What the task asks => Exactly reproduce the lines from the top of the entries below through the line containing "Draw the outline of every instance of the railing", with both ends included.

-- Provided records follows --

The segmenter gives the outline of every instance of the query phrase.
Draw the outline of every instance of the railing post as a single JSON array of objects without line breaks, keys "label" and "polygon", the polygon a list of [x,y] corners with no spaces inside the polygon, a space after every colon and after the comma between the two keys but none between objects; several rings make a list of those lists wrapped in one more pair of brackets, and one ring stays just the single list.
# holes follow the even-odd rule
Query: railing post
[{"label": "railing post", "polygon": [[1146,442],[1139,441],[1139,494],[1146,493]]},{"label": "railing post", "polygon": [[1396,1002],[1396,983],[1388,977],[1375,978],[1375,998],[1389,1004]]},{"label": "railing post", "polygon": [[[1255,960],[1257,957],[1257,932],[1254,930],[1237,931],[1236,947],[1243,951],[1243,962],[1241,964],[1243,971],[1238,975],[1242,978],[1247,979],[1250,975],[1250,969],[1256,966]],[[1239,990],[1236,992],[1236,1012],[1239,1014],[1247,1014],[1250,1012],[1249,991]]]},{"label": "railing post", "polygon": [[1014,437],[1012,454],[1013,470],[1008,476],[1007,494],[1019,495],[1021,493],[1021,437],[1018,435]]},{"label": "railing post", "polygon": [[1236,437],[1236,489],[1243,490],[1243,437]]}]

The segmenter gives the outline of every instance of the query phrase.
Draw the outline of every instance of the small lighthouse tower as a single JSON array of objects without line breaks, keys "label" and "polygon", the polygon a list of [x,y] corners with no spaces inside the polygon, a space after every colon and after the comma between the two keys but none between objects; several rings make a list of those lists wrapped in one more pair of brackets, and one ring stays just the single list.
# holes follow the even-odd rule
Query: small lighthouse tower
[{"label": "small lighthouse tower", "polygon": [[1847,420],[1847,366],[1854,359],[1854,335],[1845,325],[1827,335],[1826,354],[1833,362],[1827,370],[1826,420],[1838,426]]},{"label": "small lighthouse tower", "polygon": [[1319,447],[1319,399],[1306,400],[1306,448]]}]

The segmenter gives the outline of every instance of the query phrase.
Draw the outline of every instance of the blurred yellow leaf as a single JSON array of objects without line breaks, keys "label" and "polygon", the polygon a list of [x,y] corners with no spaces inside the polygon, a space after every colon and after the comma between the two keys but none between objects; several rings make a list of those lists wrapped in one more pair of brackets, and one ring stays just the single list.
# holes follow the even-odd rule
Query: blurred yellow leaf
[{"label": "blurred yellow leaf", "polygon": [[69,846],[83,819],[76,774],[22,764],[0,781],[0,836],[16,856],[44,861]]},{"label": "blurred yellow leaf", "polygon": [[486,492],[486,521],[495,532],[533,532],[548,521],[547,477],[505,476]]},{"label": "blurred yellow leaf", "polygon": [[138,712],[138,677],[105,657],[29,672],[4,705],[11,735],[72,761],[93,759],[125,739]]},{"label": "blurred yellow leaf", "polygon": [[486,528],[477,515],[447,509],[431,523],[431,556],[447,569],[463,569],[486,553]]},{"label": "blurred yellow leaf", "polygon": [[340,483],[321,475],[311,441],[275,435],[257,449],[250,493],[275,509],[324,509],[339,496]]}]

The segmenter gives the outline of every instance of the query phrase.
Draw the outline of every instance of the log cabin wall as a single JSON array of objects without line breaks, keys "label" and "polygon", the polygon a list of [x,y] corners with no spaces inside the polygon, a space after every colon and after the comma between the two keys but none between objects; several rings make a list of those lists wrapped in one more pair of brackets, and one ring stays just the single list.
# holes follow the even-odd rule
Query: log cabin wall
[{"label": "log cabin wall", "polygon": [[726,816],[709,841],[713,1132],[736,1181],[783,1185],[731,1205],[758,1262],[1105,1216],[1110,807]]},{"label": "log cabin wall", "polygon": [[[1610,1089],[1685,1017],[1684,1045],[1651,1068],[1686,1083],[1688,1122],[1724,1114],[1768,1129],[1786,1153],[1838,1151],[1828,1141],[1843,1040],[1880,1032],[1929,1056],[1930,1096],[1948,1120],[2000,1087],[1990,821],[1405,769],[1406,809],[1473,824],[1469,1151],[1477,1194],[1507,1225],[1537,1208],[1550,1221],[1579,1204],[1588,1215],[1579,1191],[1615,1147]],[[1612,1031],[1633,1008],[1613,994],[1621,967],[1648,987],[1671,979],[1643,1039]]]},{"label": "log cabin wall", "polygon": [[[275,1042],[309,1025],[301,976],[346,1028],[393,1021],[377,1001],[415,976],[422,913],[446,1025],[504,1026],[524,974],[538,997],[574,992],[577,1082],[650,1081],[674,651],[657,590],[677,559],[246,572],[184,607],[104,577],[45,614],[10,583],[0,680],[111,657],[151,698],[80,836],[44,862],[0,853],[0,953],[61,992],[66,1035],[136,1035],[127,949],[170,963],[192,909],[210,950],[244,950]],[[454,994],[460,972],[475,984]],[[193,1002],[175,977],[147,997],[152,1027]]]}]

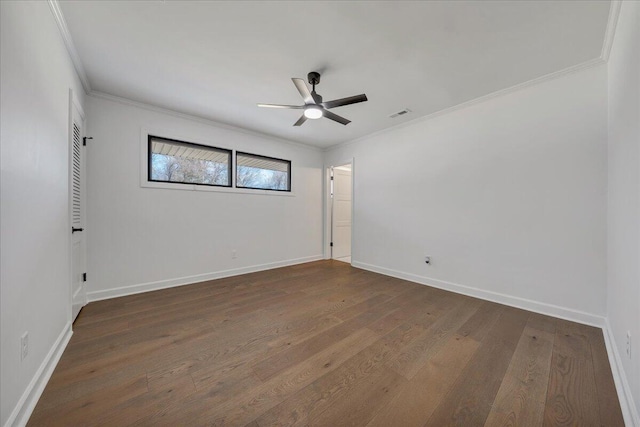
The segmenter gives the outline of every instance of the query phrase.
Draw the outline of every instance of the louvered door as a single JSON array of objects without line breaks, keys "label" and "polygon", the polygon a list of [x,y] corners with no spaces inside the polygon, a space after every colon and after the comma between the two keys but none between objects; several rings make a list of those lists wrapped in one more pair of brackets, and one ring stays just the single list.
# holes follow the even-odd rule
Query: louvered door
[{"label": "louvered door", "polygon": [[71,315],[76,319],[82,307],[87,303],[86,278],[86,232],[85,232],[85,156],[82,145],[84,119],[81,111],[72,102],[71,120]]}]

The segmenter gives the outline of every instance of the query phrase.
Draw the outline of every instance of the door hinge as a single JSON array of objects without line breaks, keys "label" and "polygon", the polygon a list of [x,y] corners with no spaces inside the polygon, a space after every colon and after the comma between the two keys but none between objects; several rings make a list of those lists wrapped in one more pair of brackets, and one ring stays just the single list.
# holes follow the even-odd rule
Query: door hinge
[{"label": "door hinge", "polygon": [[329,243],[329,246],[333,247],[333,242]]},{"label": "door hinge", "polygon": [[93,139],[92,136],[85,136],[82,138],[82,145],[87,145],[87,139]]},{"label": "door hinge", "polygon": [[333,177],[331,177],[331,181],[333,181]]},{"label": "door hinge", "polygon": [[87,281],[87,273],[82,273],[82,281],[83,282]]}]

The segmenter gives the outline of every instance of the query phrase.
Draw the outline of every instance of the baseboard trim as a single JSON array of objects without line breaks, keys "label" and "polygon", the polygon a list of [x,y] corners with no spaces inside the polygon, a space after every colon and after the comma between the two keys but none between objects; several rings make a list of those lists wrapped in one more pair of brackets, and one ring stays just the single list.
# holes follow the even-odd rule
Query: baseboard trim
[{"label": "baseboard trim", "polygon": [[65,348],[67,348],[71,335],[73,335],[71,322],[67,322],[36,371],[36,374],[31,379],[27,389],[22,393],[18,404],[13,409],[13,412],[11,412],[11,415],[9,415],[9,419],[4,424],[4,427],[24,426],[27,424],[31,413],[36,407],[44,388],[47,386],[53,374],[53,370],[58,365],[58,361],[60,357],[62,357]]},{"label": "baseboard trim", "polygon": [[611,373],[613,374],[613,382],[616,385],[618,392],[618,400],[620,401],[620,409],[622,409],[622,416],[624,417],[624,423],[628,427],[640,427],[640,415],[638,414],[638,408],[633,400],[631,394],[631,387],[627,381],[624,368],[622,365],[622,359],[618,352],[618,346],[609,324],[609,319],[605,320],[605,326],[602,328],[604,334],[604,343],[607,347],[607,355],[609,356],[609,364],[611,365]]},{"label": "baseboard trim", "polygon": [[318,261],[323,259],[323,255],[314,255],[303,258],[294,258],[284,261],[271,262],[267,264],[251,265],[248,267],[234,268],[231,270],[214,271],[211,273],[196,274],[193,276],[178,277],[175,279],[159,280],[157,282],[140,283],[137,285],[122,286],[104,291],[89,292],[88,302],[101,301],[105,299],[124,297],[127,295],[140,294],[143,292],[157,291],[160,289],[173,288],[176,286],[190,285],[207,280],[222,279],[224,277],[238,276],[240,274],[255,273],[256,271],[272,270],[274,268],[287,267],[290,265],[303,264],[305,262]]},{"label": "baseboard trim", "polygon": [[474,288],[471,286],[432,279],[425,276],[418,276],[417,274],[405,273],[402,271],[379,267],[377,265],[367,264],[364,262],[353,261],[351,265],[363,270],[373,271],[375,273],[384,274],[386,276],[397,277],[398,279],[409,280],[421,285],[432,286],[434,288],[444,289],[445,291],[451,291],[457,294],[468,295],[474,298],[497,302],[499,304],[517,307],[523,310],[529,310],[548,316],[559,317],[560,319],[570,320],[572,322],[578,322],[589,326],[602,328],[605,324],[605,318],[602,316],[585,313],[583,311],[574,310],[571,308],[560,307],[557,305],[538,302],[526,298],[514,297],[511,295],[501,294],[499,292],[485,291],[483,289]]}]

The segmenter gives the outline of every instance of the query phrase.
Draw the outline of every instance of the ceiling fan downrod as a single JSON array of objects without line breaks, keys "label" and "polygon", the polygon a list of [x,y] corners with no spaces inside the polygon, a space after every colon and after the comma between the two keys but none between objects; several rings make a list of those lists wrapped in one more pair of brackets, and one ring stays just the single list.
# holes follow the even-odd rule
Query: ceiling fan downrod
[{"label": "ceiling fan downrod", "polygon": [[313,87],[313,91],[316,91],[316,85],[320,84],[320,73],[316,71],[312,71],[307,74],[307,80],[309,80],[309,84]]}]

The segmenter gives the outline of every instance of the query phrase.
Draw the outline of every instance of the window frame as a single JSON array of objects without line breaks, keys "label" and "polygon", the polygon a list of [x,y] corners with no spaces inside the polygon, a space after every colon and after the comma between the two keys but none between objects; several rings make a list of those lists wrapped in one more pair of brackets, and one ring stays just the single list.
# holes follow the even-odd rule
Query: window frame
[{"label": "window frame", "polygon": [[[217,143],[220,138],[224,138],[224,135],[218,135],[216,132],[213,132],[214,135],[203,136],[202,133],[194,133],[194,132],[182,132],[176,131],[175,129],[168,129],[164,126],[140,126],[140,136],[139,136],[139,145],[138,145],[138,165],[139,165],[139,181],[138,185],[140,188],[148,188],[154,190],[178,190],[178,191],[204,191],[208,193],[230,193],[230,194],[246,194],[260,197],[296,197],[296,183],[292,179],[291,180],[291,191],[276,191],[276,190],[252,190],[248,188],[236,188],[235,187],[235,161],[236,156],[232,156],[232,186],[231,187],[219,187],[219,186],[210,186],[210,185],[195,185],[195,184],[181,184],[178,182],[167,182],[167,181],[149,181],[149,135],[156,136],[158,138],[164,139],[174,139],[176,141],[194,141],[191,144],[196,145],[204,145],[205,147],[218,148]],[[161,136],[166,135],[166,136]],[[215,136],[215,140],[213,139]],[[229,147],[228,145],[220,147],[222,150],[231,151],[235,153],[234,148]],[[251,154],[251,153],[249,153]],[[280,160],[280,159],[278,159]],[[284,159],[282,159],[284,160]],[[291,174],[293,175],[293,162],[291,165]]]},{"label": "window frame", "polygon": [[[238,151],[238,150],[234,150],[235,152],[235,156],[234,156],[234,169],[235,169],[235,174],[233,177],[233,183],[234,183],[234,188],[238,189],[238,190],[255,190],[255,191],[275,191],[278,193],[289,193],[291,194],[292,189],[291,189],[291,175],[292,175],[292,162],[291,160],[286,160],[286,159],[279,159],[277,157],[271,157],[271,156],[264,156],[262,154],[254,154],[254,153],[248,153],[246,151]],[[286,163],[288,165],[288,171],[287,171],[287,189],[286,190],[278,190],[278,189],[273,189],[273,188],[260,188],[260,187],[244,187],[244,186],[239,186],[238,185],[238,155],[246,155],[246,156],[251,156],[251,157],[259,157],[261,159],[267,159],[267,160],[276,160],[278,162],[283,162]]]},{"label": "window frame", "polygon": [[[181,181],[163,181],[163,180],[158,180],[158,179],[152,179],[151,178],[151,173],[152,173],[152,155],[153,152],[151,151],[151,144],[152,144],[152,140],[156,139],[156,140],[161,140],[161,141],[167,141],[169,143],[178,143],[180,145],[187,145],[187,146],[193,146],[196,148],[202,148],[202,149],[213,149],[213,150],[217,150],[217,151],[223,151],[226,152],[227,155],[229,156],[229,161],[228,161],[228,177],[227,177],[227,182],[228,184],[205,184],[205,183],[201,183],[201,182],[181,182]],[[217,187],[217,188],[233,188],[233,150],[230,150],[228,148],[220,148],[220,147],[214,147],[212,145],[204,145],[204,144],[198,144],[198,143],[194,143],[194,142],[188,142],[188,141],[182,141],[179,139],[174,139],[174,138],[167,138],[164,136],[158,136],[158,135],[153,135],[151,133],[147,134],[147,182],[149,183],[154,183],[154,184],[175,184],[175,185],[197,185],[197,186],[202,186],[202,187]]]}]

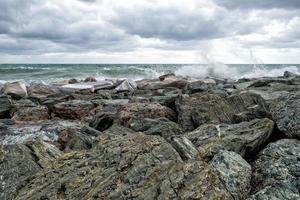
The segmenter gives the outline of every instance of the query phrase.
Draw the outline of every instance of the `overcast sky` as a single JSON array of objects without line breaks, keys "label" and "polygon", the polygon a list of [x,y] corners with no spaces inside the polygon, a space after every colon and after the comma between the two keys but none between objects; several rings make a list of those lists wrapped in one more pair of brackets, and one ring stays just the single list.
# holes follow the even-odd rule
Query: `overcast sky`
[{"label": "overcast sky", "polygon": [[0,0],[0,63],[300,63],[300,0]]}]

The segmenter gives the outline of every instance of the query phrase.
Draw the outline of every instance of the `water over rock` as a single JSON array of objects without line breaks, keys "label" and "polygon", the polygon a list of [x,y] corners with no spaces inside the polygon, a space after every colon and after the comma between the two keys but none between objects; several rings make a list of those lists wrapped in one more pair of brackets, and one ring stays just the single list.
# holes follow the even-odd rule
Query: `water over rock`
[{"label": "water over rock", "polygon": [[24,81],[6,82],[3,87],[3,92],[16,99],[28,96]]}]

-- Provided records concluded --

The completed task =>
The segmenter gives the outline of every instance of the query phrase.
Draw the outline of every instance of the railing post as a single JSON array of objects without line breaks, keys "label" and "polygon", the polygon a list of [x,y] corners with no spaces inside the polygon, a space after every colon and after the comma between the two keys but none between objects; several rings make a list of those lists wrapped in one more pair of brackets, and one ring stays just the single list.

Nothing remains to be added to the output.